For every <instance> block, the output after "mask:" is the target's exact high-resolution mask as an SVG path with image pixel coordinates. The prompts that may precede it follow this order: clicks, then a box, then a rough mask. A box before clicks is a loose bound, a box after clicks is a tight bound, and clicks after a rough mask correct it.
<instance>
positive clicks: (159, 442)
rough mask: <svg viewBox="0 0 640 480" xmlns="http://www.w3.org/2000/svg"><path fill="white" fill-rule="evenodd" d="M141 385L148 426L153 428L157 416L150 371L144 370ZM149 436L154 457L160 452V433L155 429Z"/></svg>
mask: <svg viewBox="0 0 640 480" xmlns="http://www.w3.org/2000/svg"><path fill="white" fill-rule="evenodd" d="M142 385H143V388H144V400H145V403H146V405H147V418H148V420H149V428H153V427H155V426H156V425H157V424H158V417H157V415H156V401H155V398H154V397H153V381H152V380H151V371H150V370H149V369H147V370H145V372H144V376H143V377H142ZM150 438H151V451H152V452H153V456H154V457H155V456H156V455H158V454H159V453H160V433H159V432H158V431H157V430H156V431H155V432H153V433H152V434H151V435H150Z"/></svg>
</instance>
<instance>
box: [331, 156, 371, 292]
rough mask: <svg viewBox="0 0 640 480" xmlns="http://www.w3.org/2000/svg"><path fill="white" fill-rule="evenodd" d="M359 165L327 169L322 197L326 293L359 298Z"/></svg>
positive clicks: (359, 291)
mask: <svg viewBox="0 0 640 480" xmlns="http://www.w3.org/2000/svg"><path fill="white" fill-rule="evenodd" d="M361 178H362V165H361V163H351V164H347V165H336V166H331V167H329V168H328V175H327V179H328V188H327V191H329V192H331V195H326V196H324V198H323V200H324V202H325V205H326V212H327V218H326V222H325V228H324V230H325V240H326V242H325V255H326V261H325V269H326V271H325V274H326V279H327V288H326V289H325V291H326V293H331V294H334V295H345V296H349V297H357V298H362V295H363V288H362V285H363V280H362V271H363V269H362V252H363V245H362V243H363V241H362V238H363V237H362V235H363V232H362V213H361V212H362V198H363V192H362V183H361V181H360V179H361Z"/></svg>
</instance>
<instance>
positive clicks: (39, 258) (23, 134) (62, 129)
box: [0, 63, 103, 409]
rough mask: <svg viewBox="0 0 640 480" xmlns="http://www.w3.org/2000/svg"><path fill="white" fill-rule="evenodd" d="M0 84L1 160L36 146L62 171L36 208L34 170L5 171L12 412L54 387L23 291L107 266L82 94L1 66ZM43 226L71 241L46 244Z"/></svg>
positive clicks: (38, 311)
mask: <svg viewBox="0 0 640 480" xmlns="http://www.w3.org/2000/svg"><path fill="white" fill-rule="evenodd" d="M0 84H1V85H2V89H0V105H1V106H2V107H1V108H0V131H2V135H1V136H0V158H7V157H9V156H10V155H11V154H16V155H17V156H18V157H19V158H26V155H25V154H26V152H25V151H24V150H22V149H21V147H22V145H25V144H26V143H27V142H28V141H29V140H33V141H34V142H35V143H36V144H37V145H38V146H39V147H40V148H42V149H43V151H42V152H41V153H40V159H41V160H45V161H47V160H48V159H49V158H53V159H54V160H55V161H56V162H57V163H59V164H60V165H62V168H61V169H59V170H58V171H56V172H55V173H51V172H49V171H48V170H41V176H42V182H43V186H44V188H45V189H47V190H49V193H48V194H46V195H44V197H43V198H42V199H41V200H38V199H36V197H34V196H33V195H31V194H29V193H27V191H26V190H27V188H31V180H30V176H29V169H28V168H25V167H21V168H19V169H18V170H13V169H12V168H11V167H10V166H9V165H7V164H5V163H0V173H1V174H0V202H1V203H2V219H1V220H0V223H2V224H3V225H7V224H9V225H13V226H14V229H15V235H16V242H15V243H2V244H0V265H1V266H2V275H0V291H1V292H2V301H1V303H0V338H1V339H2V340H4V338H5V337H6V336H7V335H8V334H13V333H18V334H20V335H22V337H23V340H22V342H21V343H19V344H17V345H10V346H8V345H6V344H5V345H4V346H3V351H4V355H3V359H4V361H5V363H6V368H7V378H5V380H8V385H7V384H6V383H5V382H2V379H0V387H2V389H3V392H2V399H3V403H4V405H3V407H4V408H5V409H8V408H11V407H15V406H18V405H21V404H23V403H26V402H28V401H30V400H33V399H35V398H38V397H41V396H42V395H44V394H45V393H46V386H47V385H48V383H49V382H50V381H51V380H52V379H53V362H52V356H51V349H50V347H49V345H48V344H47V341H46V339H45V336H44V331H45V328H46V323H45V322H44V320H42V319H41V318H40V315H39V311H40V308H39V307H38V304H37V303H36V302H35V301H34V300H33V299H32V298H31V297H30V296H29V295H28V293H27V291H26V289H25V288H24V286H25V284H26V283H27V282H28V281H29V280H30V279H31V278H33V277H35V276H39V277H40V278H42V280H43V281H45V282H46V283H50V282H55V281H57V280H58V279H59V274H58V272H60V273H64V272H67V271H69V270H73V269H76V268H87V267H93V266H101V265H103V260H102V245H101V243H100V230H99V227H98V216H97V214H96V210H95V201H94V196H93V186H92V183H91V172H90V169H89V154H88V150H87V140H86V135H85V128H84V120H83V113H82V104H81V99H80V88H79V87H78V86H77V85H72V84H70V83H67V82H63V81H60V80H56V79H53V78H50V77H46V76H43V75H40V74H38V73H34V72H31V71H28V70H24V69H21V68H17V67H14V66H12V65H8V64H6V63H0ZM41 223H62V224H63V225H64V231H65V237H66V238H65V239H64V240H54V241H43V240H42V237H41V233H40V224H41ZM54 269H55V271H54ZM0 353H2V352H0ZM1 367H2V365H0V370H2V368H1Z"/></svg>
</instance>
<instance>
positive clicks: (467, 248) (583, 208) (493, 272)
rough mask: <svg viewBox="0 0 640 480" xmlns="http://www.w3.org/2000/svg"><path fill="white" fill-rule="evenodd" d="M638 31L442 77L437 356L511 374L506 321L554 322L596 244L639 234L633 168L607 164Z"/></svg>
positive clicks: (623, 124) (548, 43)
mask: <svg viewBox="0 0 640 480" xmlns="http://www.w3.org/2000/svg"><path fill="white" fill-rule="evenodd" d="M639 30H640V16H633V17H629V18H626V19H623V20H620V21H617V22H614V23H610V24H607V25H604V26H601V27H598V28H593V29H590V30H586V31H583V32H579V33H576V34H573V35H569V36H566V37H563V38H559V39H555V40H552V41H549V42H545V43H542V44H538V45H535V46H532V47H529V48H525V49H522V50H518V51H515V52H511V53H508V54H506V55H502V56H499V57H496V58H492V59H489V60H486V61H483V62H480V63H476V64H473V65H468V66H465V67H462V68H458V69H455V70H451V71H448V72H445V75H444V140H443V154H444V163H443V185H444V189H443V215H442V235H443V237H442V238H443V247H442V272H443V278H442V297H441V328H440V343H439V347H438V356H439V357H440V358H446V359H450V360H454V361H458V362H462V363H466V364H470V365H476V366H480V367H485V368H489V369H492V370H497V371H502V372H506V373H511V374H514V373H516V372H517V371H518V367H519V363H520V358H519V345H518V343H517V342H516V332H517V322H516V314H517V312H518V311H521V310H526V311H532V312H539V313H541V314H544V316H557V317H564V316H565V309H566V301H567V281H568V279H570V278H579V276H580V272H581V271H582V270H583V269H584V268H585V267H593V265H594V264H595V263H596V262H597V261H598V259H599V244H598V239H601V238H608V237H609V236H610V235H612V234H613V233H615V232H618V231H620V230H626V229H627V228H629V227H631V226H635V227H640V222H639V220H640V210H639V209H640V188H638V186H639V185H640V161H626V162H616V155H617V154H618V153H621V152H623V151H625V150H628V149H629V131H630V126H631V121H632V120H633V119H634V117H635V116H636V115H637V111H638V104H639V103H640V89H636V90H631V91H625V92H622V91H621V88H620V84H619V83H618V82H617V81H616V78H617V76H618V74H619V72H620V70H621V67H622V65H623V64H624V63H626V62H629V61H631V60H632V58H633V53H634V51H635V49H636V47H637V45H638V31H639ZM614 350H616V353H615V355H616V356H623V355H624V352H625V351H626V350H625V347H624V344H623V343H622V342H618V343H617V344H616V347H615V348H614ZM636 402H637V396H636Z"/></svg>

————

→ Assigned task:
Retype everything from the line containing "84L1 160L36 146L62" down to the line containing "positive clicks: (38, 311)", keeping both of those lines.

→ Response for this exercise:
rough mask: <svg viewBox="0 0 640 480" xmlns="http://www.w3.org/2000/svg"><path fill="white" fill-rule="evenodd" d="M0 84L1 160L36 146L62 171L36 208L34 170L5 171L12 412L54 387L23 291L107 266L82 94L1 66ZM43 226L71 241L46 244Z"/></svg>
positive clicks: (38, 311)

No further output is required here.